THE PROBLEM →
Where "query" appears in a line of the entries below, that line should be copied.

□ □ □ □ □ □ □

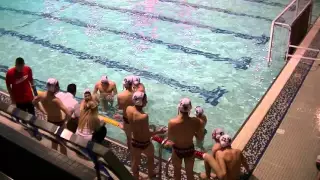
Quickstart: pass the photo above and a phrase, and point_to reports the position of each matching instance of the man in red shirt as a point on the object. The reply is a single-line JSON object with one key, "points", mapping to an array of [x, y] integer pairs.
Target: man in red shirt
{"points": [[19, 82]]}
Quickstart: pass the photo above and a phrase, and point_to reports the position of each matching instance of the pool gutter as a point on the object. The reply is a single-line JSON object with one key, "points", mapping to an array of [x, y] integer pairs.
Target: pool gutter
{"points": [[252, 123]]}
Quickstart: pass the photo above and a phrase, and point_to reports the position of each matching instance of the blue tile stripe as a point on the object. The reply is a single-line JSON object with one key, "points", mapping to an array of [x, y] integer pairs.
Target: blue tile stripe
{"points": [[211, 97], [263, 39], [267, 3], [242, 63], [198, 6]]}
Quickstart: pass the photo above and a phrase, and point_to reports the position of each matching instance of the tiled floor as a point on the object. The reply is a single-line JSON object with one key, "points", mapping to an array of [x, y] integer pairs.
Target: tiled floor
{"points": [[293, 150], [47, 143]]}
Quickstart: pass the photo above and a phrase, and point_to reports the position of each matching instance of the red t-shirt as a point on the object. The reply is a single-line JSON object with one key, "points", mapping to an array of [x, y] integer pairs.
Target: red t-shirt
{"points": [[20, 84]]}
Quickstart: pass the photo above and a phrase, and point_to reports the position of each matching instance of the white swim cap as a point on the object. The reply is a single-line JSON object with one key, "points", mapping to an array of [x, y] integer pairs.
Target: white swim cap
{"points": [[199, 111], [104, 79], [127, 81], [185, 105], [136, 80], [52, 85], [225, 141], [137, 98]]}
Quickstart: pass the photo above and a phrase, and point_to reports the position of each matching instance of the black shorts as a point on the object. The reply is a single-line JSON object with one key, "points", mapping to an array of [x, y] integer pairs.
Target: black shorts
{"points": [[27, 107]]}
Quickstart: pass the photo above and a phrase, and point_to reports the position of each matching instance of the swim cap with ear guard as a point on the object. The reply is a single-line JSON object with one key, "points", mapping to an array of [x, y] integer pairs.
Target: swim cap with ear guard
{"points": [[225, 141], [185, 105], [199, 111], [52, 85], [138, 98], [217, 133]]}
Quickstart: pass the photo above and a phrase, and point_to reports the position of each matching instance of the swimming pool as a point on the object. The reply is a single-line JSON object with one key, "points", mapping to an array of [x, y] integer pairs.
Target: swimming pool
{"points": [[212, 52]]}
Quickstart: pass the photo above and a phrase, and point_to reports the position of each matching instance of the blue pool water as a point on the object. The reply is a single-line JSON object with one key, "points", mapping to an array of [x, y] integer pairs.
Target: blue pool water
{"points": [[212, 52]]}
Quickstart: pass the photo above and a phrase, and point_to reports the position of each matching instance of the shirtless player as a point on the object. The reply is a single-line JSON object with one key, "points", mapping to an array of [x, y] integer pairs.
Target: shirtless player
{"points": [[227, 163], [87, 96], [53, 108], [107, 90], [124, 100], [139, 124], [181, 131], [137, 85], [203, 121], [216, 134]]}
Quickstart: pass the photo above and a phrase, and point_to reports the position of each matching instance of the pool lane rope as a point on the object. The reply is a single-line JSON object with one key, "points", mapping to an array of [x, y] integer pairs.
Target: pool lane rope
{"points": [[158, 139]]}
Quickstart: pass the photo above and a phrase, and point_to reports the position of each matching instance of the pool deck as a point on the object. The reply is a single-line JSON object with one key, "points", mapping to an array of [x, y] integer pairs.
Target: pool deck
{"points": [[47, 143], [295, 146], [293, 149]]}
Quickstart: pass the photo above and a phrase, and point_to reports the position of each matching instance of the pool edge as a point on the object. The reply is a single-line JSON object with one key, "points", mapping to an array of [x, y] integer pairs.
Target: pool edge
{"points": [[258, 130]]}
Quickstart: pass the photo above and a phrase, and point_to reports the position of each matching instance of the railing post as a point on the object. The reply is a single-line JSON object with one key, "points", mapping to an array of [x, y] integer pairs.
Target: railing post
{"points": [[160, 157], [167, 166], [297, 7]]}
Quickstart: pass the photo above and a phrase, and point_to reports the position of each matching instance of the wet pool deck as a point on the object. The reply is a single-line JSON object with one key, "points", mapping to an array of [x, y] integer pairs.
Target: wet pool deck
{"points": [[292, 151]]}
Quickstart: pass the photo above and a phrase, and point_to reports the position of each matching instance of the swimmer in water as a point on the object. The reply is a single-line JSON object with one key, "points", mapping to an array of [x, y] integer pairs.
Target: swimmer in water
{"points": [[124, 100], [181, 131], [137, 85], [227, 162], [216, 134], [87, 96], [203, 121], [107, 90], [52, 106], [141, 134]]}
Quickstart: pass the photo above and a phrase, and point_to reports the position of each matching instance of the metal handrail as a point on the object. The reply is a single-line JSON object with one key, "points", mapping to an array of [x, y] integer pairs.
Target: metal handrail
{"points": [[167, 166], [272, 28], [160, 156]]}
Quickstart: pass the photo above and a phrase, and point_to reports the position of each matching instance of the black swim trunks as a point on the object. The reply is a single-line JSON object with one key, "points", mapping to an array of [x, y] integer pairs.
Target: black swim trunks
{"points": [[139, 144]]}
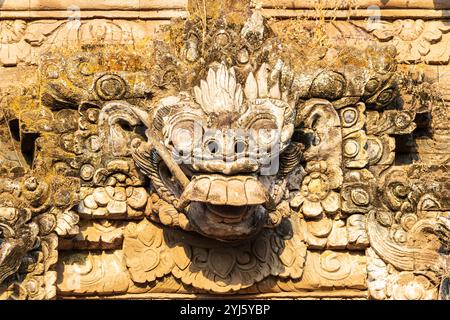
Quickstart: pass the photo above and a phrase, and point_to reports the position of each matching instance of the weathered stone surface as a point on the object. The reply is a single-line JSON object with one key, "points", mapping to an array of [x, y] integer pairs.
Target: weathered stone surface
{"points": [[249, 157]]}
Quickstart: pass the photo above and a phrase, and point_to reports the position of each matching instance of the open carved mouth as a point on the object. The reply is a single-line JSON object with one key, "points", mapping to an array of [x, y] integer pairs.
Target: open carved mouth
{"points": [[226, 207]]}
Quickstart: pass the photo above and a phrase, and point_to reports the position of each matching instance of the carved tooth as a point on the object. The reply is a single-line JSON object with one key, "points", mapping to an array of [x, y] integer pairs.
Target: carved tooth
{"points": [[251, 88], [110, 191], [120, 194], [101, 197], [262, 81], [138, 198], [90, 202], [255, 192], [218, 192], [83, 210], [275, 91], [117, 207]]}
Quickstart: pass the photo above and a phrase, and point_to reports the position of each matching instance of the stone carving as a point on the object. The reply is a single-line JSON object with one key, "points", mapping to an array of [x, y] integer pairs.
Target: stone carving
{"points": [[412, 38], [220, 158]]}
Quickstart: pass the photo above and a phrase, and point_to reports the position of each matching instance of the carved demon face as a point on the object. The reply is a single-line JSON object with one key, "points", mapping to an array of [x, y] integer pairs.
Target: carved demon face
{"points": [[226, 140]]}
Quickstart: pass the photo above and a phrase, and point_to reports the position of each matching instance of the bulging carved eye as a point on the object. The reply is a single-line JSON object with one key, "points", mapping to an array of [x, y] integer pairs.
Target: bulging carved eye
{"points": [[213, 146], [385, 96]]}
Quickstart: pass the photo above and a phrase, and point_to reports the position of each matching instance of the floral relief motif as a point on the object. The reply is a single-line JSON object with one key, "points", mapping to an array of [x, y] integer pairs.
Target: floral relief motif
{"points": [[317, 193]]}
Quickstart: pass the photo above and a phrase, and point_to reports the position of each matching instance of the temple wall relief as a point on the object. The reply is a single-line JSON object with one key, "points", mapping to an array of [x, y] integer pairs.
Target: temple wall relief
{"points": [[263, 149]]}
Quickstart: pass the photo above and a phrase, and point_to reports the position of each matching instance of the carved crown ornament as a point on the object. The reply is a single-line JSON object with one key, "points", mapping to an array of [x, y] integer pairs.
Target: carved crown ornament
{"points": [[219, 159]]}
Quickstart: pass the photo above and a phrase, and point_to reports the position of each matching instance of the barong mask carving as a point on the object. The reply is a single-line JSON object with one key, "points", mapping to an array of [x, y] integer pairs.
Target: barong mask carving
{"points": [[225, 159]]}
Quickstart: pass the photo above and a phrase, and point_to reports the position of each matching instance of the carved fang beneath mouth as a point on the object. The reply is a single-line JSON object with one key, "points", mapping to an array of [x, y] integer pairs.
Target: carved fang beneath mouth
{"points": [[220, 190]]}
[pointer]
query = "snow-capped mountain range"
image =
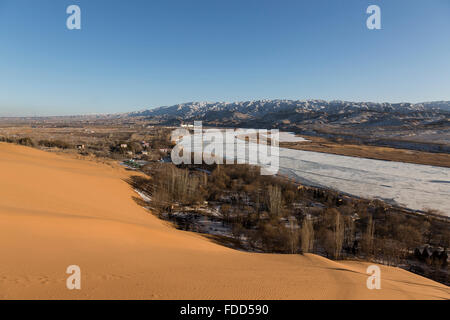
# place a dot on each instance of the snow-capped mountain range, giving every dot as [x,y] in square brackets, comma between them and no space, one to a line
[261,108]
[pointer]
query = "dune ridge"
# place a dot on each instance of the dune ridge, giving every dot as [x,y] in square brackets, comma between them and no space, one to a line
[57,211]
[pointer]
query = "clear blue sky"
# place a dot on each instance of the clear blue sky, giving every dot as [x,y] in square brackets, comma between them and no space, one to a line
[136,54]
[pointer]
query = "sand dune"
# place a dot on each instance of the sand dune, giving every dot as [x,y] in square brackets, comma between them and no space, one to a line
[57,211]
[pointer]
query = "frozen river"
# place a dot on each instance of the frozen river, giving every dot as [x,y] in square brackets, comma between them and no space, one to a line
[409,185]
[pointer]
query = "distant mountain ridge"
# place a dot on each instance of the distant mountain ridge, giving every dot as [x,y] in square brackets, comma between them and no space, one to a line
[261,108]
[421,126]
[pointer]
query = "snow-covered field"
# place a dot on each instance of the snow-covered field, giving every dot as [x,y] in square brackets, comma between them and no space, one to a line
[410,185]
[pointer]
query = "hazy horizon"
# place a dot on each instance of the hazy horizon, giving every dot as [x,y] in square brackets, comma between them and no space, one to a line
[149,54]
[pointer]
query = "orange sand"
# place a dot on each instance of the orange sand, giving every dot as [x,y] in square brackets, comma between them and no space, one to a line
[56,211]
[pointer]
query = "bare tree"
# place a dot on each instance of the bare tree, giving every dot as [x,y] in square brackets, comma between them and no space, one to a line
[307,236]
[274,200]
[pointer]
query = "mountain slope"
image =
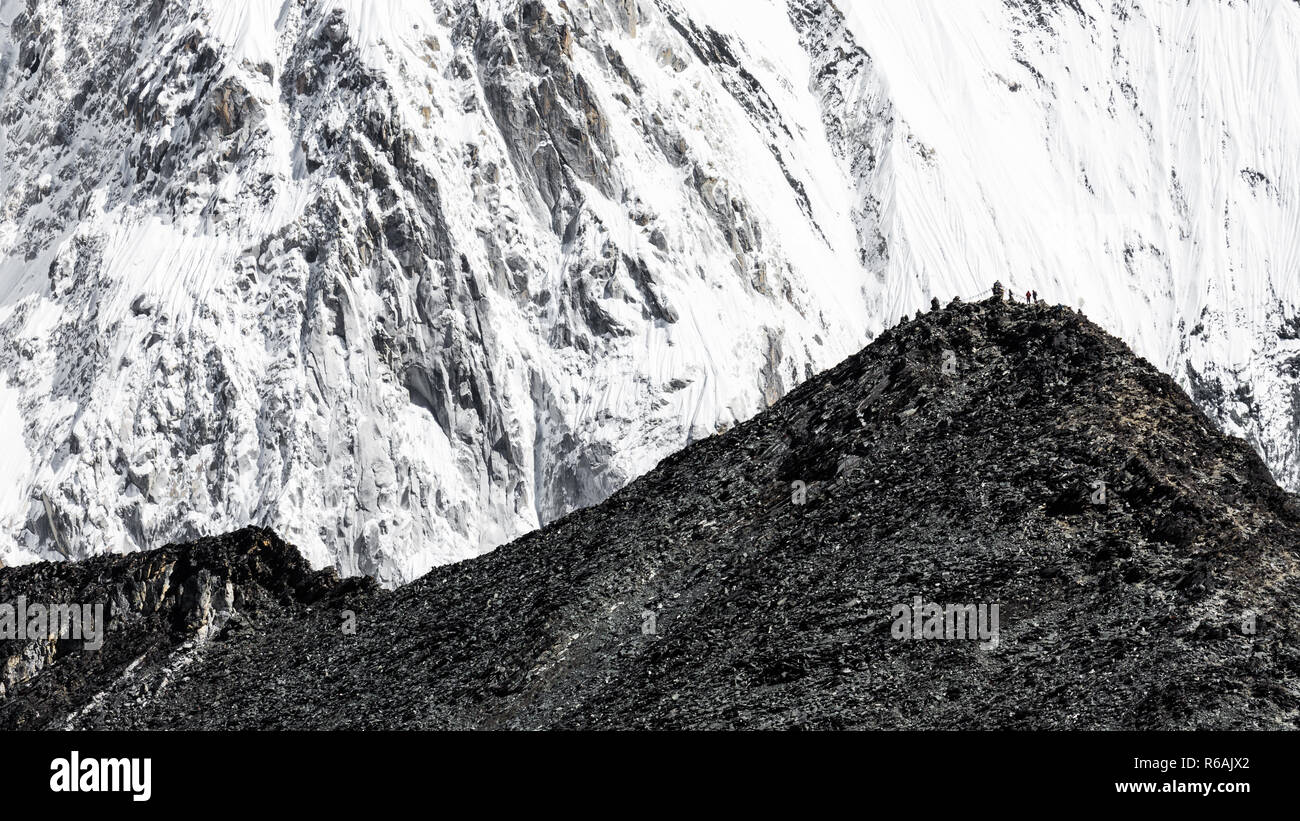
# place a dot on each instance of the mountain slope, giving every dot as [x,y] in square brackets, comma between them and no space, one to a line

□ □ □ □ □ □ □

EXERCISE RESULT →
query = "snow-capped mountain range"
query = "dune ridge"
query = "clear blue sky"
query = "sand dune"
query = "frozen river"
query = "distant mountain ridge"
query = "snow-covered field"
query = "hazy horizon"
query = "orange sand"
query = "bare tree"
query = "mountain slope"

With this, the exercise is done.